» What the task requires: Among the entries below, how many lines have the word "flower"? Answer only with the number.

» Records to process:

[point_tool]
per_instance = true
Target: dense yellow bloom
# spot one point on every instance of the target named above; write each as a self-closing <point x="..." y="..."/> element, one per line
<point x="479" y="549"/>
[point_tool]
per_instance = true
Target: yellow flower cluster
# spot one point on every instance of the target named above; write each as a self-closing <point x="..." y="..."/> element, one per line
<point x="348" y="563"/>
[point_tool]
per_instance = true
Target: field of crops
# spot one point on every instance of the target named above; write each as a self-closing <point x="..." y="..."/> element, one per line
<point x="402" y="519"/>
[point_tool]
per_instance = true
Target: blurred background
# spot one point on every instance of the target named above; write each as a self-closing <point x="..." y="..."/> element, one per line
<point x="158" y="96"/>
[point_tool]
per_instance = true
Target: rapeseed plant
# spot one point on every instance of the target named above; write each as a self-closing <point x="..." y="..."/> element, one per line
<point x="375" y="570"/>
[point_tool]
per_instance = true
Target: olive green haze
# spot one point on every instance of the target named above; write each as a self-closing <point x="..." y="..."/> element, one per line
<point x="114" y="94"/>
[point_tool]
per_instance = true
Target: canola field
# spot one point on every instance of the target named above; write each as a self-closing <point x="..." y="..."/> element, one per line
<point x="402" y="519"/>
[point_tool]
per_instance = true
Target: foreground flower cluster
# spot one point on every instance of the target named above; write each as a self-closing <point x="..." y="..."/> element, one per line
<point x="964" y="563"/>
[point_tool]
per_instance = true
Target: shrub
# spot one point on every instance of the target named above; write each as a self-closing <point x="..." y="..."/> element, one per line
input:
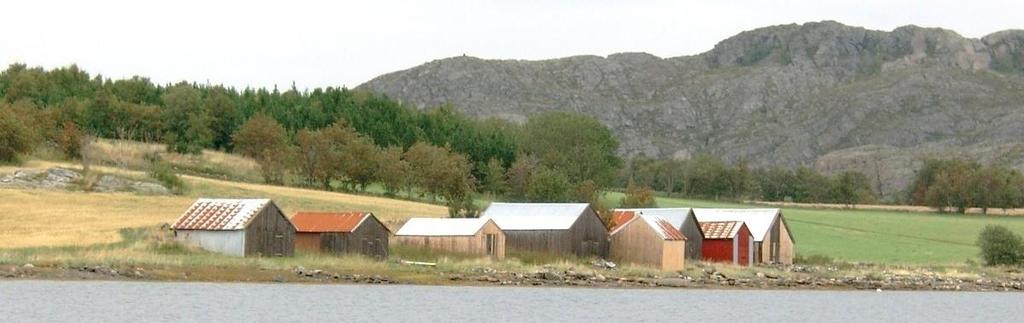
<point x="70" y="140"/>
<point x="16" y="136"/>
<point x="163" y="172"/>
<point x="1000" y="246"/>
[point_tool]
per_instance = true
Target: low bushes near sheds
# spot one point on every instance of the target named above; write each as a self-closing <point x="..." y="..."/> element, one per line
<point x="999" y="246"/>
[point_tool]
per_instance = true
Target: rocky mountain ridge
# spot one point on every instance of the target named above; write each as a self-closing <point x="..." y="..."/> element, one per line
<point x="820" y="93"/>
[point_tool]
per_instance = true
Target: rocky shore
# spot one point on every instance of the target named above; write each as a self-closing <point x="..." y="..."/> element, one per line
<point x="780" y="277"/>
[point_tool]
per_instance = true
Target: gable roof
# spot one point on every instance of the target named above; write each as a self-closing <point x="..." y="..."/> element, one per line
<point x="620" y="217"/>
<point x="220" y="214"/>
<point x="535" y="215"/>
<point x="441" y="227"/>
<point x="677" y="216"/>
<point x="758" y="220"/>
<point x="721" y="230"/>
<point x="658" y="223"/>
<point x="329" y="221"/>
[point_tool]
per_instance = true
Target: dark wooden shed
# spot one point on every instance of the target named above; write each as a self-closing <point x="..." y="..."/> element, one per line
<point x="682" y="218"/>
<point x="647" y="239"/>
<point x="341" y="233"/>
<point x="557" y="229"/>
<point x="773" y="242"/>
<point x="727" y="242"/>
<point x="237" y="227"/>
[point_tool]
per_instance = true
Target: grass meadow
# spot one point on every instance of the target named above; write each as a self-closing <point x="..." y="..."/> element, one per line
<point x="876" y="236"/>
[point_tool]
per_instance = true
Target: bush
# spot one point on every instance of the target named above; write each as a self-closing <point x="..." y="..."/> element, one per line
<point x="16" y="136"/>
<point x="1000" y="246"/>
<point x="163" y="172"/>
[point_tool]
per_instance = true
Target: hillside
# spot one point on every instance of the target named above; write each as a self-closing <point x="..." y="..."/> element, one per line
<point x="824" y="94"/>
<point x="46" y="218"/>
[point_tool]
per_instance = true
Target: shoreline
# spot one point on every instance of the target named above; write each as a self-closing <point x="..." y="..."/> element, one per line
<point x="601" y="279"/>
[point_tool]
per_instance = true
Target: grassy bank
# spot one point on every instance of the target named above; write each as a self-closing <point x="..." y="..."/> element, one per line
<point x="877" y="236"/>
<point x="37" y="217"/>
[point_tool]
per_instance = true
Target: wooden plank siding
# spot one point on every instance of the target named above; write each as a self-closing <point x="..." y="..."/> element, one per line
<point x="587" y="237"/>
<point x="370" y="239"/>
<point x="269" y="234"/>
<point x="777" y="244"/>
<point x="637" y="243"/>
<point x="737" y="250"/>
<point x="475" y="244"/>
<point x="307" y="241"/>
<point x="694" y="237"/>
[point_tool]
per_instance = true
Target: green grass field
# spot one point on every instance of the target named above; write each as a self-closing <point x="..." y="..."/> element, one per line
<point x="887" y="237"/>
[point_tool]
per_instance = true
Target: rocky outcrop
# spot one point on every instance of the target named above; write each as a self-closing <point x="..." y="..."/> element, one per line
<point x="796" y="94"/>
<point x="64" y="178"/>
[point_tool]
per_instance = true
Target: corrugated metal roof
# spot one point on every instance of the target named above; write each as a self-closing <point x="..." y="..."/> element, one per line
<point x="535" y="215"/>
<point x="328" y="221"/>
<point x="621" y="217"/>
<point x="219" y="214"/>
<point x="721" y="230"/>
<point x="758" y="219"/>
<point x="441" y="227"/>
<point x="676" y="216"/>
<point x="658" y="223"/>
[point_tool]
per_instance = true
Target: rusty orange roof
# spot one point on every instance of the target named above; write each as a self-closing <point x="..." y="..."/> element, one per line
<point x="620" y="217"/>
<point x="328" y="221"/>
<point x="671" y="233"/>
<point x="220" y="214"/>
<point x="721" y="230"/>
<point x="659" y="224"/>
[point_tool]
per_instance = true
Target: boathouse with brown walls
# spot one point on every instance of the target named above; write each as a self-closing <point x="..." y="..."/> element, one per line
<point x="772" y="239"/>
<point x="237" y="227"/>
<point x="460" y="236"/>
<point x="647" y="240"/>
<point x="727" y="242"/>
<point x="341" y="233"/>
<point x="681" y="217"/>
<point x="554" y="229"/>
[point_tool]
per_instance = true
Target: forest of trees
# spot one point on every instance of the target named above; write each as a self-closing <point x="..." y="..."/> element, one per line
<point x="957" y="185"/>
<point x="711" y="177"/>
<point x="333" y="138"/>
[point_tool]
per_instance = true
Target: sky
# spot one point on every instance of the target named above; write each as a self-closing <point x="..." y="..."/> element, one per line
<point x="345" y="43"/>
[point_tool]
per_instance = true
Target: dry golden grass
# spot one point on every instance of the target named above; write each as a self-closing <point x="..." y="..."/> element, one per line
<point x="57" y="218"/>
<point x="132" y="154"/>
<point x="36" y="218"/>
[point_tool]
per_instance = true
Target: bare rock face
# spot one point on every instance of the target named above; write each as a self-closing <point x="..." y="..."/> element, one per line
<point x="64" y="178"/>
<point x="796" y="94"/>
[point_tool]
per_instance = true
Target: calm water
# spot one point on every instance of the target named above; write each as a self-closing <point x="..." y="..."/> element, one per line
<point x="132" y="301"/>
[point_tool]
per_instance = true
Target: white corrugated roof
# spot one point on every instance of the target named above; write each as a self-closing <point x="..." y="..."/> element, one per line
<point x="441" y="227"/>
<point x="758" y="219"/>
<point x="535" y="215"/>
<point x="659" y="221"/>
<point x="676" y="216"/>
<point x="219" y="214"/>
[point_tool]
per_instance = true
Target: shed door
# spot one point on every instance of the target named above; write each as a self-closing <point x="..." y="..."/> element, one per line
<point x="369" y="246"/>
<point x="491" y="244"/>
<point x="279" y="245"/>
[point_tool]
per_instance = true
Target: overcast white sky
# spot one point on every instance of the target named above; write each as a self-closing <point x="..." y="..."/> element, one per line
<point x="322" y="43"/>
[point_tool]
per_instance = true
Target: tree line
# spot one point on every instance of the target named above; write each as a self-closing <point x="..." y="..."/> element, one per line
<point x="956" y="185"/>
<point x="333" y="138"/>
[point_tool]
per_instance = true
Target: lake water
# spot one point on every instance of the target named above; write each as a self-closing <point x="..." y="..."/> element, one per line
<point x="135" y="301"/>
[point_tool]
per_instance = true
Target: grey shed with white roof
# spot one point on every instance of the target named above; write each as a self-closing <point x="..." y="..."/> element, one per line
<point x="464" y="236"/>
<point x="559" y="229"/>
<point x="237" y="227"/>
<point x="683" y="219"/>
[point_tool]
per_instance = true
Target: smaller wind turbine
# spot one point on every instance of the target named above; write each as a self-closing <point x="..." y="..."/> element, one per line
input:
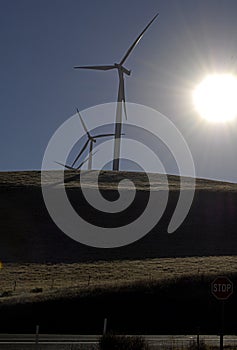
<point x="79" y="166"/>
<point x="90" y="141"/>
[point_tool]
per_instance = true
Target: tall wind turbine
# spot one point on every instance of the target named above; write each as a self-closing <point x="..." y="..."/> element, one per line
<point x="121" y="93"/>
<point x="90" y="141"/>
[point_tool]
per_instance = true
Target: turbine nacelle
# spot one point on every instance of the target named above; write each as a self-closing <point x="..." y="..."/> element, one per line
<point x="122" y="69"/>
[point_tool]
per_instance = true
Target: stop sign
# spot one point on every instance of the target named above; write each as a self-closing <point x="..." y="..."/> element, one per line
<point x="222" y="288"/>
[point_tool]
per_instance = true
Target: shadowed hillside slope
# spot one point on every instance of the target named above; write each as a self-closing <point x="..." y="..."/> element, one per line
<point x="28" y="234"/>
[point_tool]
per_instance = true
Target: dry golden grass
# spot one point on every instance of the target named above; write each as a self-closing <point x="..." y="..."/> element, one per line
<point x="60" y="279"/>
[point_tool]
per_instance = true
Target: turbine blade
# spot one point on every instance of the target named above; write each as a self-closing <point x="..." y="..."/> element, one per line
<point x="84" y="161"/>
<point x="83" y="124"/>
<point x="65" y="166"/>
<point x="95" y="67"/>
<point x="137" y="40"/>
<point x="83" y="149"/>
<point x="123" y="96"/>
<point x="102" y="135"/>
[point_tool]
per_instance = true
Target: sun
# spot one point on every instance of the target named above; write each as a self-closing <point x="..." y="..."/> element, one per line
<point x="215" y="98"/>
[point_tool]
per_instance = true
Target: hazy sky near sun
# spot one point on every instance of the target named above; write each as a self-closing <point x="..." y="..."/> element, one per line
<point x="42" y="40"/>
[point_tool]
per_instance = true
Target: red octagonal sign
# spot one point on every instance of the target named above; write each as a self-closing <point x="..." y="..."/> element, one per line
<point x="222" y="288"/>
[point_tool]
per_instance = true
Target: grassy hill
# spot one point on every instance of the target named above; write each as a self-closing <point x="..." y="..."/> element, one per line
<point x="146" y="287"/>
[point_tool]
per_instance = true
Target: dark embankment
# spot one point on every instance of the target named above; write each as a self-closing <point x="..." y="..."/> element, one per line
<point x="28" y="234"/>
<point x="183" y="306"/>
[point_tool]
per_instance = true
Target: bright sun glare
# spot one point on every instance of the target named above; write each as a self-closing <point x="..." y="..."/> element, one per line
<point x="215" y="98"/>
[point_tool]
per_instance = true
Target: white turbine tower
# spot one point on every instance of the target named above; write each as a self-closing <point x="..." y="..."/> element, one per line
<point x="121" y="93"/>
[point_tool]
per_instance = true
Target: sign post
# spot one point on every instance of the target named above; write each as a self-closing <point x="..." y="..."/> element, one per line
<point x="222" y="289"/>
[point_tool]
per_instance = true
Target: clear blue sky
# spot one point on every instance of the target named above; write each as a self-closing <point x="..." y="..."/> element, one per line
<point x="41" y="41"/>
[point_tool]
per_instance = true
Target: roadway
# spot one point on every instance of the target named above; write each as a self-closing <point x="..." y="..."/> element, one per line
<point x="156" y="341"/>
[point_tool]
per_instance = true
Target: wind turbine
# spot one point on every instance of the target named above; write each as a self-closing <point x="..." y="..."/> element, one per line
<point x="90" y="140"/>
<point x="121" y="92"/>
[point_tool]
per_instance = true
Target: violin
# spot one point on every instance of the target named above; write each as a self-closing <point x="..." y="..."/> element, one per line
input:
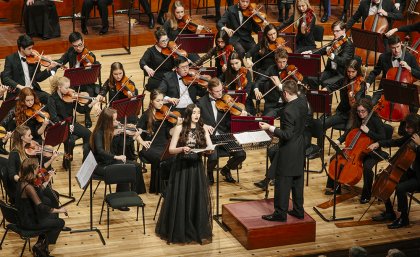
<point x="126" y="86"/>
<point x="85" y="57"/>
<point x="227" y="103"/>
<point x="186" y="22"/>
<point x="173" y="49"/>
<point x="171" y="116"/>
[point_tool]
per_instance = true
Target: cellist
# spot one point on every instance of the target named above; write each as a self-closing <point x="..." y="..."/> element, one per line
<point x="410" y="180"/>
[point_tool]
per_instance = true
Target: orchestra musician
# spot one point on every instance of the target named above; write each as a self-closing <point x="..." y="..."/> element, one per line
<point x="186" y="214"/>
<point x="60" y="110"/>
<point x="232" y="20"/>
<point x="79" y="56"/>
<point x="153" y="61"/>
<point x="371" y="7"/>
<point x="375" y="130"/>
<point x="409" y="181"/>
<point x="305" y="27"/>
<point x="289" y="174"/>
<point x="103" y="12"/>
<point x="211" y="117"/>
<point x="41" y="19"/>
<point x="340" y="53"/>
<point x="33" y="213"/>
<point x="18" y="73"/>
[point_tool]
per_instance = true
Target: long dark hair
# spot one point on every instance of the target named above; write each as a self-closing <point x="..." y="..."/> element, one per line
<point x="186" y="128"/>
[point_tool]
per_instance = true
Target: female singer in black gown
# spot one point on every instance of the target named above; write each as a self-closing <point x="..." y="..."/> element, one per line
<point x="186" y="212"/>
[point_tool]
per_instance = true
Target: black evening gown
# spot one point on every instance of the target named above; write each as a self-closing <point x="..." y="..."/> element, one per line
<point x="186" y="212"/>
<point x="41" y="20"/>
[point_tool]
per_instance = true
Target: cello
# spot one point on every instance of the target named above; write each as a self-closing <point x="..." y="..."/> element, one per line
<point x="392" y="111"/>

» Response to this task: 2